NOTE C – INCOME TAXES

     The Company’s provisions for income taxes for the first quarters of 2004 and 2003 are based on estimated effective annual income tax rates which include estimates of both federal alternative minimum tax (AMT) and state income taxes payable. Estimated federal AMT included in the tax rate calculation is computed by applying the AMT rate to the Company’s estimated pre-tax accounting income for the year after adding back certain “tax preference” items, as well as certain permanent differences and timing differences in book and tax income.

     Because of current AMT regulations, the Company is presently unable to take full advantage of certain tax carryforward benefits it has accumulated. Also, because the Company maintains a partial valuation allowance on its deferred tax assets, no direct benefit is recognized in the income tax provisions with respect to the AMT credit carryforwards or other tax assets generated.

NOTE D – LONG-TERM DEBT

     In January 2004, the Company obtained $750,000 of long-term equipment financing. The note payable related to the financing has an interest rate of 4.97% and is payable in equal monthly installments of principal and interest of approximately $14,200 through January, 2009. The note payable is secured by restaurant equipment at one of the Company’s restaurants.

■ Goal 1 ■
Filter the records below down to each line containing the string "white", and copy those lines unchanged.

■ Provided entries ■
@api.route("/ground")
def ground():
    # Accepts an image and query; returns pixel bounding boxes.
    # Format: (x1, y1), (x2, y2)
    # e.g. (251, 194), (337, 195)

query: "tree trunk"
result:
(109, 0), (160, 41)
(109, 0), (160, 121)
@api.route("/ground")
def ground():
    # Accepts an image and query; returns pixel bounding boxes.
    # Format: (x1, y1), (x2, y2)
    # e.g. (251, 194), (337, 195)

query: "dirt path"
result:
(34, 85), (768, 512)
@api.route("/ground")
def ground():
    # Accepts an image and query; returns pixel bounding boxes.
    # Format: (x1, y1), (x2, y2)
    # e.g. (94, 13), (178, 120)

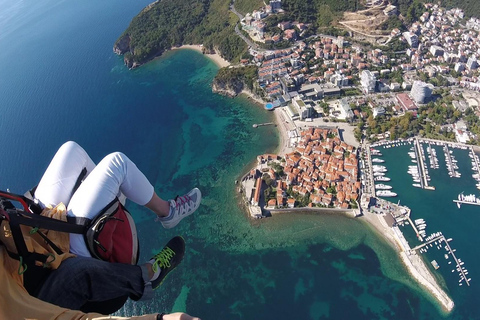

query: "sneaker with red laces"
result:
(147, 236), (185, 290)
(158, 188), (202, 229)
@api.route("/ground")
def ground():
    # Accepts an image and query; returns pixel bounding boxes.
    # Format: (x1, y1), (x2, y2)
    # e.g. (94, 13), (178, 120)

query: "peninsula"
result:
(114, 0), (480, 312)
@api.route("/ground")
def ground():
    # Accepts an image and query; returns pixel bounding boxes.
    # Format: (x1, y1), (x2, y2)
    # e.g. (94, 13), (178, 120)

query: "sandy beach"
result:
(359, 212), (454, 312)
(172, 44), (230, 68)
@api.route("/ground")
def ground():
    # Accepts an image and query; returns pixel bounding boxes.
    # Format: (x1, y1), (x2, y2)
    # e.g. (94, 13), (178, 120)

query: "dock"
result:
(453, 200), (480, 206)
(253, 122), (275, 128)
(413, 138), (435, 190)
(407, 215), (423, 241)
(412, 235), (471, 286)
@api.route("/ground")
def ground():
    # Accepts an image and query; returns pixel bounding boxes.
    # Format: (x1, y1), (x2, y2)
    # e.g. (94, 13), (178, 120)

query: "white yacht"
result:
(376, 190), (397, 197)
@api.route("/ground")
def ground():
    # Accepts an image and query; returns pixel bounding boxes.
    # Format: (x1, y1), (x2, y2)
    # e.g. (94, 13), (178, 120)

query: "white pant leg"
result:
(35, 141), (95, 207)
(67, 152), (154, 257)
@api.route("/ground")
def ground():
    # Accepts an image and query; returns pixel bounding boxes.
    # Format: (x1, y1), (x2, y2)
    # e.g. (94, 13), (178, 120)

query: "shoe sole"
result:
(152, 236), (185, 290)
(162, 188), (202, 229)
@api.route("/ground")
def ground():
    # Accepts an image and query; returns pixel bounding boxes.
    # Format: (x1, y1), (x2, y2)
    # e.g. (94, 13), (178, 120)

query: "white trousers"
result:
(35, 141), (154, 257)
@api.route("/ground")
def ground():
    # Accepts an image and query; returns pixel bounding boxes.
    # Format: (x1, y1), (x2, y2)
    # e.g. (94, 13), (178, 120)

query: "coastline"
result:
(359, 212), (455, 313)
(225, 57), (455, 313)
(171, 44), (230, 68)
(240, 89), (293, 157)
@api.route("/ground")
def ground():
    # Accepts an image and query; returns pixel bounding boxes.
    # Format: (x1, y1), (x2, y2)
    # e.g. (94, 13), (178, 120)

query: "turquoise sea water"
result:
(0, 0), (480, 319)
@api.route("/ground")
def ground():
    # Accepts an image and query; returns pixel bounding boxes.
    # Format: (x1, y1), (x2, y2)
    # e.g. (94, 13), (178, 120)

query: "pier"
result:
(412, 235), (471, 286)
(413, 138), (435, 190)
(407, 215), (423, 241)
(453, 200), (480, 206)
(253, 122), (275, 128)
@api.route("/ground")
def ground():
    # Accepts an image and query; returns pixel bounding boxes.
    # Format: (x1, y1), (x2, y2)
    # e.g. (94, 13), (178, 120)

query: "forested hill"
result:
(114, 0), (480, 68)
(114, 0), (247, 68)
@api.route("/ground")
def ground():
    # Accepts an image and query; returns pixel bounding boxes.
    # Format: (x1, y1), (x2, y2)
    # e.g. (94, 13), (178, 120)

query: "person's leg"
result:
(36, 236), (185, 312)
(67, 152), (170, 257)
(37, 257), (147, 310)
(35, 141), (95, 207)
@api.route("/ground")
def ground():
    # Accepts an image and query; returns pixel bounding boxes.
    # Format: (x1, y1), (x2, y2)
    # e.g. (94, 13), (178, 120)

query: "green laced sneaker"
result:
(147, 236), (185, 290)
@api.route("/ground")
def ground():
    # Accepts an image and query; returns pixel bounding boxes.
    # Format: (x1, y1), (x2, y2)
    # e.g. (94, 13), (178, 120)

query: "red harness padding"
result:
(85, 199), (139, 264)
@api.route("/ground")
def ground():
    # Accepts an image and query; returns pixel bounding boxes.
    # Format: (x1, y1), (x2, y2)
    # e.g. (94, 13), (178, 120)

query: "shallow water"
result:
(0, 0), (472, 319)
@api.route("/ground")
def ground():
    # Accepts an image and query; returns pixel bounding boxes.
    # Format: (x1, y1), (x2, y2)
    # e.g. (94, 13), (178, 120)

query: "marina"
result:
(412, 232), (472, 286)
(360, 138), (480, 296)
(453, 193), (480, 209)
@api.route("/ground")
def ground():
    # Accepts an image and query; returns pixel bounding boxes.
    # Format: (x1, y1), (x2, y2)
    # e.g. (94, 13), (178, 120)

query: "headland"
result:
(171, 44), (230, 68)
(239, 102), (454, 313)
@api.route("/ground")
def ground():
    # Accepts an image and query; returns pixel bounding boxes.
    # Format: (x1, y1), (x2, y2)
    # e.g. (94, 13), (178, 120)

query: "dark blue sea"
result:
(0, 0), (480, 320)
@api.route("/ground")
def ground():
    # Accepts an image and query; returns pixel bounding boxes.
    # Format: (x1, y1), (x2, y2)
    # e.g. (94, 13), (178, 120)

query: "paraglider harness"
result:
(0, 169), (139, 294)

■ Goal 2 ■
Carry the financial notes on income taxes and long-term debt forward, starting right after their final sentence.

■ Task response 1 ■
query: "white yacht"
query: "white pant leg"
query: "white trousers"

■ Task response 2 ■
NOTE E – STOCK BASED COMPENSATION

     The Company accounts for its stock compensation arrangements using the intrinsic value method in accordance with Accounting Principles Board (APB) Opinion No. 25 “Accounting for Stock Issued to Employees” and, accordingly, typically recognizes no compensation expense for such arrangements. One stock option award, issued to the Company’s Chief Executive Officer in 1999 at an initial exercise price equal to the fair market value of the Company’s common stock on the date of the award with a provision that the exercise price increases annually as long as the option remains unexercised, is accounted for as a variable stock option award. Compensation expense associated with this option totalled $77,000 for the quarter ended March 28, 2004. No compensation expense was recognized in connection with this option award for the quarter ended March 30, 2003.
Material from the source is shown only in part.